Jewish scholars say Vatican attack ‘inflammatory


ROME, Sept. 5 (JTA) — Jewish scholars of an interfaith team formed to study the Vatican’s role in World War II lashed out against what they deemed “inflammatory”and “totally unjustified” Vatican attacks, and renewed their calls for more access to the Holy See’s archives.

The Jewish scholars — Michael Marrus of Toronto, Bernard Suchecky of Brussels and Robert Wistrich of Jerusalem — were responding Tuesday to a communique issued Aug. 24 by Cardinal Walter Kasper, president of the Vatican Commission for Religious Relations with the Jews.

Kasper had accused the Jews on the Catholic-Jewish panel of “indiscretion” and making “polemical remarks in the press” that fomented “distrust” and made research “impossible to continue.”

“We hope you will understand our sense of shock that the Jewish members of the group of scholars have been singled out for blame, both in your own communique and in some extraordinarily harsh and totally unjustified statements emanating from the Holy See in recent weeks,” the historians wrote to Kasper.

“Such intemperate attacks on the integrity and scholarship of members of the commission have little in common with” a “spirit of dialogue and mutual respect,” the letter continued.

The three Jewish scholars are part of a six-member team of historians appointed in 1999 to review published Vatican documentation on the role of the Holy See and Pope Pius XII.

The team jointly submitted a preliminary report in October 2000 which included 47 questions they said could be answered only by searching unpublished material.

[Annotation dataset entries]
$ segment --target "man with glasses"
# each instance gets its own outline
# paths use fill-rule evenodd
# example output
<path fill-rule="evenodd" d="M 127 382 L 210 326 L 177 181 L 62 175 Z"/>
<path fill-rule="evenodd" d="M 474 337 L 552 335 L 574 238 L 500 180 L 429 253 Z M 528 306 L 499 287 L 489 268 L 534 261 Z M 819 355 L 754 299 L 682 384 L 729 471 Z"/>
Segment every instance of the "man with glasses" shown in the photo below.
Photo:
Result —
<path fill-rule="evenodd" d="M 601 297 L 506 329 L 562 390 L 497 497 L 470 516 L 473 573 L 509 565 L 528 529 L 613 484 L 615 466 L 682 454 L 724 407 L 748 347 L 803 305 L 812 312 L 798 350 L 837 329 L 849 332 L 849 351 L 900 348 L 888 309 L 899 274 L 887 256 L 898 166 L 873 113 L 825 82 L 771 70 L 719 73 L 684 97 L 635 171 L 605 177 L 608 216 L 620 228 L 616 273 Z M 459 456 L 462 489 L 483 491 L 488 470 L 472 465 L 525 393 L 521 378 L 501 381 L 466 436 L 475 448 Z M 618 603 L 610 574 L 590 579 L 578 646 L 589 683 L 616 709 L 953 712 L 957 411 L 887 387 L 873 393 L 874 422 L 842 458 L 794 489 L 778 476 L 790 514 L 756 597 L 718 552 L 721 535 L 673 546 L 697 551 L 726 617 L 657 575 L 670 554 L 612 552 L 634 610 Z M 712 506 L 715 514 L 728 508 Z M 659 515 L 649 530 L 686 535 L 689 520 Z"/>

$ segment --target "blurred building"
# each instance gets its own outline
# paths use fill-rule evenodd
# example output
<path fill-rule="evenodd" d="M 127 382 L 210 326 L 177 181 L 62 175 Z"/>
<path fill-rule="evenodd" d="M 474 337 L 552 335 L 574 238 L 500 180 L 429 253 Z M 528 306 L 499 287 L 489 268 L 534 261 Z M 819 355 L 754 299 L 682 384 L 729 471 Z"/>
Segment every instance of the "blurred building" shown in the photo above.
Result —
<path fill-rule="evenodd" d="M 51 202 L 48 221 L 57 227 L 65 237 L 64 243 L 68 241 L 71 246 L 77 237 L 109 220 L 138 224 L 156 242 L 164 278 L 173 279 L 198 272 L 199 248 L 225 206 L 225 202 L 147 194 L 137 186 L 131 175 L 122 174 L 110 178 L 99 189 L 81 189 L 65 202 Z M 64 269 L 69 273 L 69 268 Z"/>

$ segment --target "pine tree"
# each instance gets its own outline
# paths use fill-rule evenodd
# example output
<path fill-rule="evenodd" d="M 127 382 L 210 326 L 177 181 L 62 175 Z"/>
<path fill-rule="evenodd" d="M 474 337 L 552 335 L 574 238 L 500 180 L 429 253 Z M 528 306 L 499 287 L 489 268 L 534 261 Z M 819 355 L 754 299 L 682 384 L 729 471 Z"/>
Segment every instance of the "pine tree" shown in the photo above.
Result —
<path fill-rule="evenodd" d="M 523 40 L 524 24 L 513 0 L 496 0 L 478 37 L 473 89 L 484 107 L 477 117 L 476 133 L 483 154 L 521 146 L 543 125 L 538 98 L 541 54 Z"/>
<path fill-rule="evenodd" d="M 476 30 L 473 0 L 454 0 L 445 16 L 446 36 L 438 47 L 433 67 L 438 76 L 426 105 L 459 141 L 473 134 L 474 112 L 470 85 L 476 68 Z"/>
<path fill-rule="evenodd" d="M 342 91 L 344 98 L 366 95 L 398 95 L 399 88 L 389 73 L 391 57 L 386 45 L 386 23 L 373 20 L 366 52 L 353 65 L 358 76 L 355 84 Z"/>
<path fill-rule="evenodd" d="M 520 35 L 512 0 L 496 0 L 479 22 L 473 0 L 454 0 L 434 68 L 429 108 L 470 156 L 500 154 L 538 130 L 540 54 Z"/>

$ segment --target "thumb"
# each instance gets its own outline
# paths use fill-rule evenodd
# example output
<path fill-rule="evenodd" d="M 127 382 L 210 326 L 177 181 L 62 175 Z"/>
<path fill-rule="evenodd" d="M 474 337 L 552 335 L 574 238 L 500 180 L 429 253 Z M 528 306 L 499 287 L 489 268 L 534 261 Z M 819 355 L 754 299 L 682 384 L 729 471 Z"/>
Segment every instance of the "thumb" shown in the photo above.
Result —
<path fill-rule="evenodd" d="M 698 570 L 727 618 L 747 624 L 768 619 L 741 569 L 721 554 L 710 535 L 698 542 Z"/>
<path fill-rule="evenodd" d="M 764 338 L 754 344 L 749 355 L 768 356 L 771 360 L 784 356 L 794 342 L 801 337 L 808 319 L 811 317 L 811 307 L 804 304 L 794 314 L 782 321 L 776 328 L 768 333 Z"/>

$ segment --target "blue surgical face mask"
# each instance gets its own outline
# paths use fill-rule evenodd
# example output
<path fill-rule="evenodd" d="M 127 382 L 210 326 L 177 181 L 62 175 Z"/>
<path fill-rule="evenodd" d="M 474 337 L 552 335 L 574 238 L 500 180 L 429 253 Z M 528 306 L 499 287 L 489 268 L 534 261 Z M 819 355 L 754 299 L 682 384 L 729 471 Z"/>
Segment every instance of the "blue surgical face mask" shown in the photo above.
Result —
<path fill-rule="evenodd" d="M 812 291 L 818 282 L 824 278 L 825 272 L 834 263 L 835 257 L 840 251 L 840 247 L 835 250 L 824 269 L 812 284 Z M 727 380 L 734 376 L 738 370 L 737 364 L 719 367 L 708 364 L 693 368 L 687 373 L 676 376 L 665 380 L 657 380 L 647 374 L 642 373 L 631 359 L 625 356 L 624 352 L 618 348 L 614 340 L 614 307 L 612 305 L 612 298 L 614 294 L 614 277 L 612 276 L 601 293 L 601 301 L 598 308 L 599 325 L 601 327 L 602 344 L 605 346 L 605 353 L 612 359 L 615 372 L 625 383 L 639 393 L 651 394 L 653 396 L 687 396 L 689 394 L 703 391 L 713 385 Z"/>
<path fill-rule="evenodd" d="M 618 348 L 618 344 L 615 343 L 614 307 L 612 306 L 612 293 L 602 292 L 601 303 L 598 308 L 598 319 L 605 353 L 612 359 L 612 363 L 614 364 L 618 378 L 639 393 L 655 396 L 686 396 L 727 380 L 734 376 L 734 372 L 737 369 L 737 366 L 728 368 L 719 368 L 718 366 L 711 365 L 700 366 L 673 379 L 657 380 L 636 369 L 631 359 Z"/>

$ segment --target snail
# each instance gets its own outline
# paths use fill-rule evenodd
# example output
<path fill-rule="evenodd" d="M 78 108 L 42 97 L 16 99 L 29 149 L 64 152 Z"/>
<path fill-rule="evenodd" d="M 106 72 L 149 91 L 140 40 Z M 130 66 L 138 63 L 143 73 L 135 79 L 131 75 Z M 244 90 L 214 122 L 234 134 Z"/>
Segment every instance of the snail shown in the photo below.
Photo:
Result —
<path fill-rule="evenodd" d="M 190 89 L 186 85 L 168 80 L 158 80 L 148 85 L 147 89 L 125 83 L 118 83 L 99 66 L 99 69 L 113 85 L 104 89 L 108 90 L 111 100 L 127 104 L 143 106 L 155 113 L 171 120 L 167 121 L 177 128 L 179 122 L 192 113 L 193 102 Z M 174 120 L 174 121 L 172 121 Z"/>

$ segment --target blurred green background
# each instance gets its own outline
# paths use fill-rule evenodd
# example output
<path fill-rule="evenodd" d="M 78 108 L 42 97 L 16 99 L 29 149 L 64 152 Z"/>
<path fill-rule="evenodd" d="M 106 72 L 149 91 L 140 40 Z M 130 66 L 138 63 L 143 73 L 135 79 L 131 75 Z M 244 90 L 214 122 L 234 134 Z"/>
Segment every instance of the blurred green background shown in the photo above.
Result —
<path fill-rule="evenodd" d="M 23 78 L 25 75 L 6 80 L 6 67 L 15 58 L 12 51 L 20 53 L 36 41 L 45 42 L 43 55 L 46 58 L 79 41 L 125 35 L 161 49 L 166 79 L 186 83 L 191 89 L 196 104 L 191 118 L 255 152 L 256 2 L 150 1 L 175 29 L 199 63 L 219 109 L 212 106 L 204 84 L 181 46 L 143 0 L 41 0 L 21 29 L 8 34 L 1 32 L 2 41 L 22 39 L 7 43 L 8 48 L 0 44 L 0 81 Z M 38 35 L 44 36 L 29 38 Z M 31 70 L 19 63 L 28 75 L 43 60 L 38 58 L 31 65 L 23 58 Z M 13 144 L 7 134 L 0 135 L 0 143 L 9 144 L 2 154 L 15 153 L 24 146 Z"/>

- TO BE DONE: In the news report on the Vatican dispute, how many questions did the team's preliminary report of October 2000 contain?

- TASK ANSWER: It contained 47 questions.